_Task statement:_ An exact reproduction of all entries is required.

(Source records)
* * *
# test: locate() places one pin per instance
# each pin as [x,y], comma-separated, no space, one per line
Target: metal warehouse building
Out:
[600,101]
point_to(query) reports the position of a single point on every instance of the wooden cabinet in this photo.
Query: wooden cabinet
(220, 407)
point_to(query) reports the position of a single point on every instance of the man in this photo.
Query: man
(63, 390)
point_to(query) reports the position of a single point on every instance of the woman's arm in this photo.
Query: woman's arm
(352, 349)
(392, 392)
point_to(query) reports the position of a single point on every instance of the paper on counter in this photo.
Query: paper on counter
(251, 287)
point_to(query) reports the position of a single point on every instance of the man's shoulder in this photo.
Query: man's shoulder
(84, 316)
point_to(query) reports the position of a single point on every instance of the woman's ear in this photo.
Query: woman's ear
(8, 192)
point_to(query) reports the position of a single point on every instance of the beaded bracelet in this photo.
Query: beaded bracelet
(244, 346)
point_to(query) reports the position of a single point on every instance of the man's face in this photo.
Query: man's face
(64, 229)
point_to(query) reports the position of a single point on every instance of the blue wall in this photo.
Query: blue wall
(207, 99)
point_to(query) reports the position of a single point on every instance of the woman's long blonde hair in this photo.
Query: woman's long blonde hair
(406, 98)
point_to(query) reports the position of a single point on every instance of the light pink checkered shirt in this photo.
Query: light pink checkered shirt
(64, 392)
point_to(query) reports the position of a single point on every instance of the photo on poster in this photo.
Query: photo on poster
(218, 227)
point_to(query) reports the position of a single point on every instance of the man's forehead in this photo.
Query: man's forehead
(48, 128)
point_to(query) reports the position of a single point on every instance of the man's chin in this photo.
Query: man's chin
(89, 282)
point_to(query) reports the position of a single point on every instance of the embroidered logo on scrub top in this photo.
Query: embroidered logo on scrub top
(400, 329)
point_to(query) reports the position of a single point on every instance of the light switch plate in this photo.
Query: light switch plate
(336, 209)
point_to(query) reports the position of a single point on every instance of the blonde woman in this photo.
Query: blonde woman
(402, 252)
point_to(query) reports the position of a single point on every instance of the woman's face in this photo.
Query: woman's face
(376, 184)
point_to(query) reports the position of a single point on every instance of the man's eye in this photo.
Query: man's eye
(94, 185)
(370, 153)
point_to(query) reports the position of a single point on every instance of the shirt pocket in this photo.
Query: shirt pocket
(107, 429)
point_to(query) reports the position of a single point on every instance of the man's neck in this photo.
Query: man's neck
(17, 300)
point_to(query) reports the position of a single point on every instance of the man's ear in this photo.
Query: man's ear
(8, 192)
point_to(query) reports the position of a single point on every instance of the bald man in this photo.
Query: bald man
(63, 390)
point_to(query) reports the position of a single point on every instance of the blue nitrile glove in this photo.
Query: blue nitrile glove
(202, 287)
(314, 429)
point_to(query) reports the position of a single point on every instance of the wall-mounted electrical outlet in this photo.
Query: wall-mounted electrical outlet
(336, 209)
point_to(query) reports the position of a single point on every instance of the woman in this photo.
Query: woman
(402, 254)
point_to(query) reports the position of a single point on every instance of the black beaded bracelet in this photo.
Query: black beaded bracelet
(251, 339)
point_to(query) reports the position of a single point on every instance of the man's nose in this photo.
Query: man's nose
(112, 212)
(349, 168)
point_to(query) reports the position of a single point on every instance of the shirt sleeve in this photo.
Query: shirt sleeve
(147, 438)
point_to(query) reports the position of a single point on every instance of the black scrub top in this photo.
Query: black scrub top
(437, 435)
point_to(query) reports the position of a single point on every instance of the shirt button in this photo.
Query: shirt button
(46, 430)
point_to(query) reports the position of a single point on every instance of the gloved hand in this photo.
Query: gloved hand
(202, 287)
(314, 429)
* * *
_Expected answer:_
# test: locate() places one pin per instance
# each pin as [x,y], comma-separated, no space, one per line
Target: metal warehouse building
Out:
[600,101]
point_to(query) reports the position of a single point on every instance of the wooden cabinet in this photo.
Query: wooden cabinet
(220, 407)
point_to(query) reports the position of a single point on every instance of the man in this photo.
Query: man
(63, 390)
point_to(query) reports the position of a single point on every instance of the woman's arm in this photo.
Query: woman's arm
(352, 349)
(392, 392)
point_to(query) reports the position of a single point on every instance of the paper on counter in this photo.
Query: paper on counter
(251, 287)
point_to(query) reports the position of a single point on every instance of the man's shoulder in this photo.
Query: man's shoulder
(84, 316)
point_to(query) reports the position of a single point on every instance of the woman's ear in this photo.
Query: woman's ear
(8, 192)
point_to(query) reports the position of a single point on every instance of the beaded bracelet in this photo.
Query: beaded bracelet
(244, 346)
point_to(query) reports the position of a single point on every instance of the man's face in this photo.
Query: man's face
(64, 229)
point_to(query) reports the position of a single point on every instance of the blue wall in this photo.
Query: blue wall
(207, 99)
point_to(query) reports the position of a single point on every instance of the woman's long blonde hair in this photo.
Query: woman's long blonde hair
(406, 98)
point_to(query) reports the position of a single point on every instance of the light pink checkered shirt in this photo.
Query: light pink checkered shirt
(64, 392)
point_to(query) reports the position of a single point on every instance of the photo on poster in this photo.
Query: photo on poster
(218, 227)
point_to(query) reports the position of a single point on every instance of the man's forehead in this photo.
Query: man's forehead
(48, 128)
point_to(query) reports the position of a single point on every instance of the man's chin in this photo.
Query: man's chin
(89, 282)
point_to(query) reports the position of a single point on every instance of the embroidered logo on scrub top in this photo.
Query: embroidered logo on scrub top
(400, 329)
point_to(query) reports the position of a single point on every instance of the light switch plate in this photo.
Query: light switch plate
(336, 209)
point_to(query) reports the position of a single point on every instance of the blonde woman in this photo.
Query: blonde woman
(402, 252)
point_to(query) reports the position of a single point on every instance of the woman's face in this photo.
Query: woman's face
(376, 184)
point_to(query) reports the position of a single point on every instance of the man's eye in this photo.
Query: man's eye
(94, 185)
(370, 153)
point_to(query) reports the position of a single point on every instance of the shirt pocket in this photo.
Query: shirt pocket
(107, 429)
point_to(query) reports the position of a single point on every instance of the man's neck in this photo.
Query: man's neck
(17, 300)
point_to(query) reports the position of a single point on every instance of the man's ear in this photo.
Query: man's ear
(8, 192)
point_to(query) reports the position of a single point on every instance of the bald man in this photo.
Query: bald man
(63, 390)
point_to(query) reports the position of a single point on every instance of the blue nitrile glove in this photo.
Query: blue nitrile glove
(202, 287)
(314, 429)
point_to(query) reports the position of a single point on every instance of the wall-mounted electrical outlet in this photo.
Query: wall-mounted electrical outlet
(336, 209)
point_to(query) reports the position of a single point on every instance of the woman in this photo.
Query: woman
(402, 254)
point_to(query) reports the position of a single point on every instance of the black beaded bracelet in this photo.
Query: black beaded bracelet
(251, 339)
point_to(query) reports the position of a single point on every instance of the man's nose in this photo.
Query: man's nose
(112, 212)
(349, 168)
point_to(query) reports the position of a single point on every instance of the shirt sleeve in this photo.
Query: shirt sleeve
(147, 438)
point_to(query) reports the position of a single point on every instance of the black scrub top in this photo.
Query: black scrub top
(437, 435)
point_to(query) reports the position of a single point on every instance of the shirt button in this photo.
Query: shirt button
(46, 430)
point_to(query) reports the position of a single point on every instance of the gloved hand in this photo.
Query: gloved hand
(202, 287)
(314, 429)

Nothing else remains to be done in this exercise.